→ **Data under study**:
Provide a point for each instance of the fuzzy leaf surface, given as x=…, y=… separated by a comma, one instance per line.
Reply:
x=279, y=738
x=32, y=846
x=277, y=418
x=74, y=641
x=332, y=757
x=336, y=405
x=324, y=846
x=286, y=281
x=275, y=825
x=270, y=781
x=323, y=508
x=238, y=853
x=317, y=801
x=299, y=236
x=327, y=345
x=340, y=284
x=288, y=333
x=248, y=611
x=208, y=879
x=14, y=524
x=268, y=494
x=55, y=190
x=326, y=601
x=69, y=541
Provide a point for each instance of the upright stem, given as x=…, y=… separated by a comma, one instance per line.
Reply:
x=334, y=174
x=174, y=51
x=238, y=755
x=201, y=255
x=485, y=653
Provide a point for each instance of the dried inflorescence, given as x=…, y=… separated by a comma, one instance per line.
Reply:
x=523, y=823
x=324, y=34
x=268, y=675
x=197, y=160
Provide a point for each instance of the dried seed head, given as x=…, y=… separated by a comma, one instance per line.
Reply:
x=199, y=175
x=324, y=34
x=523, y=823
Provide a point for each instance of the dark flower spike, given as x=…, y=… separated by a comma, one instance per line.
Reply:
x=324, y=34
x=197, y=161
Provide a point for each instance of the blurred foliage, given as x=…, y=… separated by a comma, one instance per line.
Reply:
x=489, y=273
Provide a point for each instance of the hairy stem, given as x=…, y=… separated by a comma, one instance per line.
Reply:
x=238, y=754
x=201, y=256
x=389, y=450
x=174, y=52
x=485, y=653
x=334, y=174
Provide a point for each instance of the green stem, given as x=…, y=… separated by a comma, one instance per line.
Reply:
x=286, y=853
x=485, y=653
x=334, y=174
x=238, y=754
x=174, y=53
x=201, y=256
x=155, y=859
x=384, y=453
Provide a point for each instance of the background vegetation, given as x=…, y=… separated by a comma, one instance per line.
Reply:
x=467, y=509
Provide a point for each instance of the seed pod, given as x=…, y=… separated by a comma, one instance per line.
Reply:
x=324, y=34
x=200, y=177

→ **Exercise details**: Could you copy every line in the records that holds "Provide"?

→ **Written solution**:
Provide a point for each instance of the fuzzy leaf surface, given as x=…, y=… separated by a comma, one instance per line.
Provide a point for each instance of the upright stem, given as x=…, y=… separated by a comma, one instance per line.
Provide a point for each instance of the dried inflorescence, given as x=…, y=… separated by a comma, one instance per line.
Provide a point for each instance of the dried seed head, given as x=…, y=… separated by a comma, one instance per line.
Provide a point for each instance of the dark flower spike, given as x=…, y=… separated by a comma, one instance per line.
Provide a point for each instance of the blurred foliage, given as x=…, y=… separated by a comma, one instance per line.
Provide a point for each instance of the hairy stem, given as x=…, y=… separated by a comma, one instance per line.
Provide a point for each instance of the green stem, given as x=…, y=… separated by a comma, one instance per line.
Provide a point for each instance of the background vegetation, given as x=…, y=… separated by a comma, one instance per line.
Provide a point for each instance of the seed pod, given as x=…, y=… separated by a comma, one instance per line.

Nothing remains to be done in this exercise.